*** Texto extraído
Un sacerdote me comunicó algunas
ideas luego de asistir a una reunión del presbiterio con su obispo diocesano. En
el siguiente texto, haré uso de lo que me contó.
En la reunión, el obispo dijo que el
clero debería luchar contra la tentación de contentarse con el “mínimo
común denominador”. Porque si permitimos a cada miembro del clero explorar sin
límites, por decirlo de algún modo, sin aspirar a los estándares de excelencia
propios de la diócesis, el principio de la entropía, o digamos derechamente, la
naturaleza caída del hombre, nos dice que las cosas tenderán a deslizarse colina abajo y a deteriorarse con el paso del tiempo y, eventualmente -en un punto no
muy lejano en ese camino descendente- todas las parroquias se enfrentarán con la
enorme presión de conformarse con el "mínimo común denominador", y terminarán ganando las opciones
-cualesquiera sean- que resulten menos conflictivas, las más políticamente
correctas, la más socialmente aceptables. Se necesita tener visión para divisar
ese inevitable momento y para luchar contra él desde la partida. La libertad de
elección puede ser atractiva, pero, al cabo, lleva a la división y la
degradación.
Reflexionaba el sacerdote, a
continuación: es precisamente esto lo que yo y muchos hermanos sacerdotes hemos
visto claramente que ocurre con la liturgia. Debido a la equívoca naturaleza
del Misal de Pablo VI, que deja tanto a la elección del celebrante, nos hemos
rápidamente deslizado al "mínimo común denominador" en todas las áreas en que hay libertad de
elección. En otras palabras, no existe una libertad de elección que permanezca
dentro del sistema.
Por ejemplo:
1. Cualquier
sacerdote tiene libertad para celebrar ad
orientem o versus populum: de
hecho, el Misal supone la celebración ad
orientem, lo que supondría que estamos en armonía con la Tradición. Pero
debido al factor "mínimo común denominador", sólo se acepta el versus
populum. Todo sacerdote que elige celebrar ad orientem, es visto como alguien que provoca divisiones, y se lo
presiona para que se someta, a menos que quiera ser víctima del ostracismo, no
sólo respecto de los fieles, sino también respecto del obispo y de sus hermanos
sacerdotes. Pero, ¿es acaso el sacerdote la causa de la división? ¿O es la
libertad de elegir cualquiera de las dos opciones lo que crea la división? Esto
es el resultado inevitable del factor "mínimo común denominador". Se acusa a los sacerdotes de
embarcarse en las llamadas “guerras litúrgicas”, pero ¿tienen ellos la culpa, o
recae ésta derechamente en los hombros de Pablo VI y su ambivalente Misal?
******
*** Material por procesar
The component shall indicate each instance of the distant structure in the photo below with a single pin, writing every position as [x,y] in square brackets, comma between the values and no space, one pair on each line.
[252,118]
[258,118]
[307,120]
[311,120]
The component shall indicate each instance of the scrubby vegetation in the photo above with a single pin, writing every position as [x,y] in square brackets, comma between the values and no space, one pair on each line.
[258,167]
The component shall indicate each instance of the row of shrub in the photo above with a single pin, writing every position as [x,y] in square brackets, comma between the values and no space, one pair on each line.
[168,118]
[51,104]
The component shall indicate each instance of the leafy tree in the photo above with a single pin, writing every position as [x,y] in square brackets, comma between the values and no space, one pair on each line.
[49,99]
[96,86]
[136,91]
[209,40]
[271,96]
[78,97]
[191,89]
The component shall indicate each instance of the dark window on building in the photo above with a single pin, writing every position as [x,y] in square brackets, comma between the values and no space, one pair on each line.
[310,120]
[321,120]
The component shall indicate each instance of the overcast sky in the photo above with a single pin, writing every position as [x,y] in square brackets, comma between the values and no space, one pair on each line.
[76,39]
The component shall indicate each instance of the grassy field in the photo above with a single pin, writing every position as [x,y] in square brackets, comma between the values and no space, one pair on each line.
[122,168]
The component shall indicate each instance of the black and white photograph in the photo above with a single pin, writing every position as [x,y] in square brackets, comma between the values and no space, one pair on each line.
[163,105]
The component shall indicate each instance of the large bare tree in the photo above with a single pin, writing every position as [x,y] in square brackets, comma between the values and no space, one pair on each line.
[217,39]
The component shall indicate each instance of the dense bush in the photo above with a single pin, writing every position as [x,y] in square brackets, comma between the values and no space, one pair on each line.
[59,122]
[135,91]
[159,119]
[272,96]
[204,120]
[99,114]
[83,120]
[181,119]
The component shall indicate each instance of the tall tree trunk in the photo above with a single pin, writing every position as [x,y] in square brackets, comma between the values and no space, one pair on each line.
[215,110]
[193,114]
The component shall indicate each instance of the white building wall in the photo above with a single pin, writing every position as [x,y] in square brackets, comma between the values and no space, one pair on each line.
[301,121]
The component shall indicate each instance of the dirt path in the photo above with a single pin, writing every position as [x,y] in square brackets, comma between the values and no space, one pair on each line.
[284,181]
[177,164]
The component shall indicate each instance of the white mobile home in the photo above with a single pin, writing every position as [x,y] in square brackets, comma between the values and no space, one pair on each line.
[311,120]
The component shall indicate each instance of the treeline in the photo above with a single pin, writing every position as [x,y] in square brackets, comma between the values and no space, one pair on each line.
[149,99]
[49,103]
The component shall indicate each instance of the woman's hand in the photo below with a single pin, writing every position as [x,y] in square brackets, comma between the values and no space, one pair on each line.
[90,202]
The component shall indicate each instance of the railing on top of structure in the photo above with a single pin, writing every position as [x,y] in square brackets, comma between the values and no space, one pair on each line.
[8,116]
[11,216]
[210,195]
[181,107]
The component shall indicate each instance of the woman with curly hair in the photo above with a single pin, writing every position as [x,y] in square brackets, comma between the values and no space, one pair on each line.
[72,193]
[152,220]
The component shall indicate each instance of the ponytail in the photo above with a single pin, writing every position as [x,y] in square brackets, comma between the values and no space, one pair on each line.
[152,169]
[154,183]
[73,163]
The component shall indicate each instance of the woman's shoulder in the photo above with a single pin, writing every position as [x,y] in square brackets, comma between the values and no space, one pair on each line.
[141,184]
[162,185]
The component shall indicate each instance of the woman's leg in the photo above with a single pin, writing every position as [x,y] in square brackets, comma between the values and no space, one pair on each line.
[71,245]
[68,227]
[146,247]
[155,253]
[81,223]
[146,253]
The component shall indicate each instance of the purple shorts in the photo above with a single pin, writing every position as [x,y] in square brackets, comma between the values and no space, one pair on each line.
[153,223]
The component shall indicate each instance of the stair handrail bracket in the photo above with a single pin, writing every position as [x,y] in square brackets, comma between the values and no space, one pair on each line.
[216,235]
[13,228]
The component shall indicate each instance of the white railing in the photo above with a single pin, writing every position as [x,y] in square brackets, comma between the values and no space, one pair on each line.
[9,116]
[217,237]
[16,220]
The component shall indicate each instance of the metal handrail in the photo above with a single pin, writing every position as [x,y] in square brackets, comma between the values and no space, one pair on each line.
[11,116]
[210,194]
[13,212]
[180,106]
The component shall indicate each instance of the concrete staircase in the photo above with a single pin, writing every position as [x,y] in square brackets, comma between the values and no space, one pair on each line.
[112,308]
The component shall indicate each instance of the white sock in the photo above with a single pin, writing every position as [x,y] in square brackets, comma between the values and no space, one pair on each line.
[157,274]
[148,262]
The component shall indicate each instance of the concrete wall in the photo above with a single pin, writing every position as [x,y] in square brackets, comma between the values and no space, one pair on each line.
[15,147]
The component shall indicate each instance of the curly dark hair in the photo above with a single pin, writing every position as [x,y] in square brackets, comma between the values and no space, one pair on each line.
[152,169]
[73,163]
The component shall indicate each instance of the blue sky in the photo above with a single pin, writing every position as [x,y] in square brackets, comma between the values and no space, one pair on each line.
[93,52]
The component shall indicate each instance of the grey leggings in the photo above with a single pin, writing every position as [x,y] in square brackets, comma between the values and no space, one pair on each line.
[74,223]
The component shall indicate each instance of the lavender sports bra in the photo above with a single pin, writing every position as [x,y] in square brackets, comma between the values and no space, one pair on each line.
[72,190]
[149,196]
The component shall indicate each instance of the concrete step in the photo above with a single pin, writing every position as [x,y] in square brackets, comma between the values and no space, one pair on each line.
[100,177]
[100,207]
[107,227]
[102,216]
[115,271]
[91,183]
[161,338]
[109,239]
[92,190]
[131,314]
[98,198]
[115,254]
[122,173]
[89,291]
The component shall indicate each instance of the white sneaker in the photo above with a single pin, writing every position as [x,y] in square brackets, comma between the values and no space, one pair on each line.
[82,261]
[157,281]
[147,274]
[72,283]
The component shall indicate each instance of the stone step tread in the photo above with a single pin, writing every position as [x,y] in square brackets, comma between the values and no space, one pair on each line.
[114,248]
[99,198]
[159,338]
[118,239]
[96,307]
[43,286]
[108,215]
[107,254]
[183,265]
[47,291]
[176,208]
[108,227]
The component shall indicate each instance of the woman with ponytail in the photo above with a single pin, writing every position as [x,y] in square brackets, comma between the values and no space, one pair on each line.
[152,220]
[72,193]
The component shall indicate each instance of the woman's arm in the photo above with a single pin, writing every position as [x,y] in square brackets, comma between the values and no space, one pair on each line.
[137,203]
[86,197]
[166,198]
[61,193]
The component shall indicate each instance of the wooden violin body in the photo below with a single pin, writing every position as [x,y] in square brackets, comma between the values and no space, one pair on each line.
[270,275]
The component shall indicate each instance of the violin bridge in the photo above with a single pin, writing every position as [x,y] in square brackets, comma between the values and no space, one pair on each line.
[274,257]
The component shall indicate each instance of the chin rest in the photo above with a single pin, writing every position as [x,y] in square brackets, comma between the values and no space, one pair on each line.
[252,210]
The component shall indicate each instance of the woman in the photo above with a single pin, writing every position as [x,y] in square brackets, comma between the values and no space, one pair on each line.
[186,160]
******
*** Material por procesar
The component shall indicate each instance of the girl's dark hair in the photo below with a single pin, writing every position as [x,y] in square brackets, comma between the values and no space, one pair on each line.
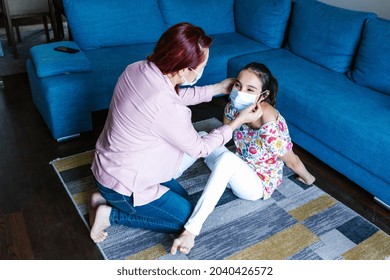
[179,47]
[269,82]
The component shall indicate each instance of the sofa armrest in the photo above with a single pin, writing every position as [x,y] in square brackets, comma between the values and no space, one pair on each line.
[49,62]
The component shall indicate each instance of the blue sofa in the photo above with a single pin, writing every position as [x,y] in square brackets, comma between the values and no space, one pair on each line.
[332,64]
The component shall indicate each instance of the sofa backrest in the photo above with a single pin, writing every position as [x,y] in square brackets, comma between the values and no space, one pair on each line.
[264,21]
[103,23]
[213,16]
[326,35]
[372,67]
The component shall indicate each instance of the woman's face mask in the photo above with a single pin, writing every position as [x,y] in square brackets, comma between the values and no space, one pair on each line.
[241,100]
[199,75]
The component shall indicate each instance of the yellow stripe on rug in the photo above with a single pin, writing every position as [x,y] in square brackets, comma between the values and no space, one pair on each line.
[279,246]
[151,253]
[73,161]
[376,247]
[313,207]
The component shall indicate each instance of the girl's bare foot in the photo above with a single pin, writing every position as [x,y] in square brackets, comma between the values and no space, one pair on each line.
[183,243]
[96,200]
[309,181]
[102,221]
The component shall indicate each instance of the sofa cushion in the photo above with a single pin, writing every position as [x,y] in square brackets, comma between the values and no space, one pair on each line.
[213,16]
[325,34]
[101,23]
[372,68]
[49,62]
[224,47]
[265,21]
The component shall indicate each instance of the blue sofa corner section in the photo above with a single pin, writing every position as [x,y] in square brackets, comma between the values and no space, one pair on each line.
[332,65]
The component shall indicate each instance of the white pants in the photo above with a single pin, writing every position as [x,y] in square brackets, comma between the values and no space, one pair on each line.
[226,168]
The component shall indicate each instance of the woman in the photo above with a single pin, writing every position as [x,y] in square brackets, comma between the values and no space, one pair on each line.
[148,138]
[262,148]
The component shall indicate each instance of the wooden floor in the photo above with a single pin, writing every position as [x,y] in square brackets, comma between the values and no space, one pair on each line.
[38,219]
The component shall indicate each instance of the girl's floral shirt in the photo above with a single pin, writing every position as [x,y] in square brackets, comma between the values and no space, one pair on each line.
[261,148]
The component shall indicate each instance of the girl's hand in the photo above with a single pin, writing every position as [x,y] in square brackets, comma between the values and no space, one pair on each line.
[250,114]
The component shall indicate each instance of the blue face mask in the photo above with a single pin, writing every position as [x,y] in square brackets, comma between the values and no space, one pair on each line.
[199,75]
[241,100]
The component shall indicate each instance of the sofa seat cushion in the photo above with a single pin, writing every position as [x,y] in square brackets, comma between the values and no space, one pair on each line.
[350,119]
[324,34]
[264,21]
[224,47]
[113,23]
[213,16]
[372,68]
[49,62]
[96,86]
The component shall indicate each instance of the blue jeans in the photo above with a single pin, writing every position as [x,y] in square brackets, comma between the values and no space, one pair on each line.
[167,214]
******
*** Material por procesar
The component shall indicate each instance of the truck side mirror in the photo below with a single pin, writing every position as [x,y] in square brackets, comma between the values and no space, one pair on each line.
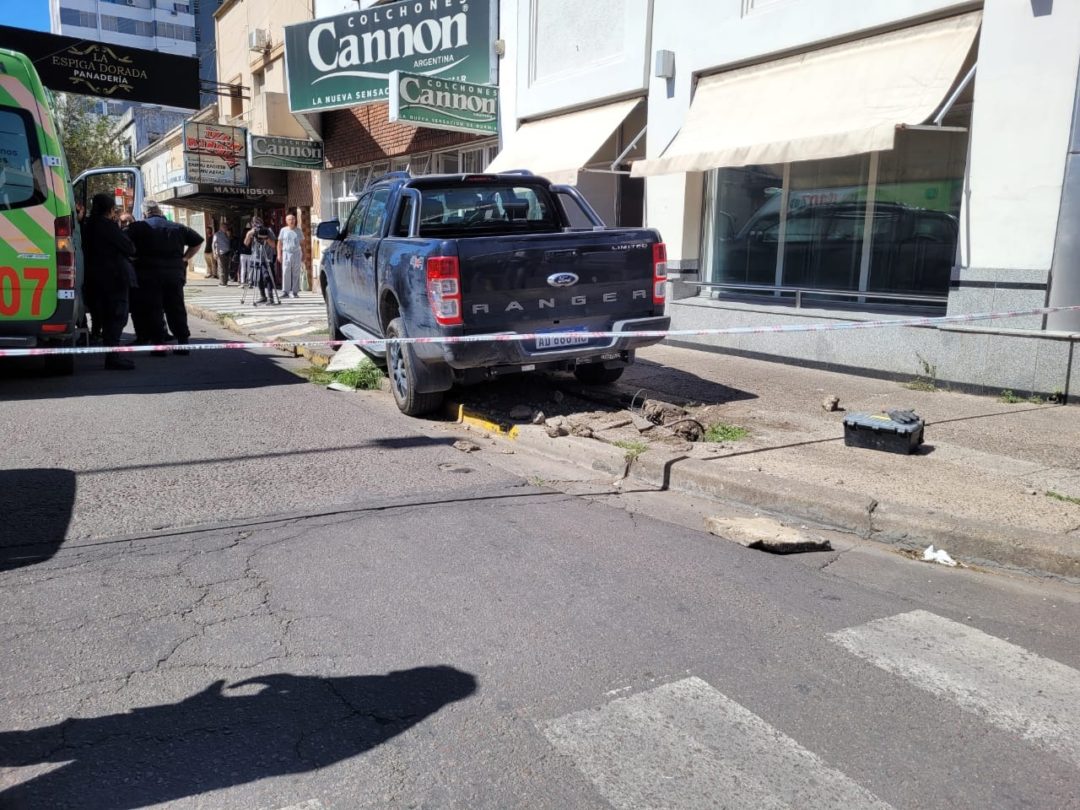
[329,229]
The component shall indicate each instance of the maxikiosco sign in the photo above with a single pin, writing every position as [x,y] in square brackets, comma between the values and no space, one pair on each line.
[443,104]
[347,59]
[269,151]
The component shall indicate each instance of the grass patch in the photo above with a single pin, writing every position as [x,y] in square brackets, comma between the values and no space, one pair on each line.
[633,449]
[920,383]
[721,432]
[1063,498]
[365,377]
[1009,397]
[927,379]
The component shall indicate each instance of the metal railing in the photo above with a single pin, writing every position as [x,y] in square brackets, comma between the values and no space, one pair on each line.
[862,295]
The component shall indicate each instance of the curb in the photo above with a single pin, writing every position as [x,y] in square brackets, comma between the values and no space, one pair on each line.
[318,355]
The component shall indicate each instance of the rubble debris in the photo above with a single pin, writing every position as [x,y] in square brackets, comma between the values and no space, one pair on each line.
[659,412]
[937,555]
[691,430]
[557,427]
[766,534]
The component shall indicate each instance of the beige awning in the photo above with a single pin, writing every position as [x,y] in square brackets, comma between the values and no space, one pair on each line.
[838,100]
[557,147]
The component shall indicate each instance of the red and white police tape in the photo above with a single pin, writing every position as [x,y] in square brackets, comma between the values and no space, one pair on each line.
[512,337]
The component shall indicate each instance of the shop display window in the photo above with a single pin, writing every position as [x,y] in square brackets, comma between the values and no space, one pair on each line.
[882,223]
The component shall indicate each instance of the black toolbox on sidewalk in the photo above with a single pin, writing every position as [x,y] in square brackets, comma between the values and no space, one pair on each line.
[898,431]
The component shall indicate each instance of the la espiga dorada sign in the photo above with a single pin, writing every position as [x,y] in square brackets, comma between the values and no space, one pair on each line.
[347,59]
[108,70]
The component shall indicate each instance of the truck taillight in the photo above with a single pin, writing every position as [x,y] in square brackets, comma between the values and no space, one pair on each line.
******
**Lista de tareas:**
(a) Resume en dos oraciones el texto sobre el "mínimo común denominador" en la liturgia.
(b) Calcula cuántas líneas de los registros contienen la palabra "handrail". Responde únicamente con el número.
Los registros no guardan relación alguna con el texto.

**Problemas resueltos:**
(a) En una reunión del presbiterio, el obispo advirtió que, sin aspirar a estándares de excelencia, las parroquias terminarían conformándose con el "mínimo común denominador", y que la libertad de elección lleva a la división y la degradación. Un sacerdote reflexionó que esto ocurre con la liturgia por la equívoca naturaleza del Misal de Pablo VI, y señaló como ejemplo que, aunque el Misal supone la celebración ad orientem, sólo se acepta el versus populum y se presiona para que se someta a quien elige lo contrario.

(b) 2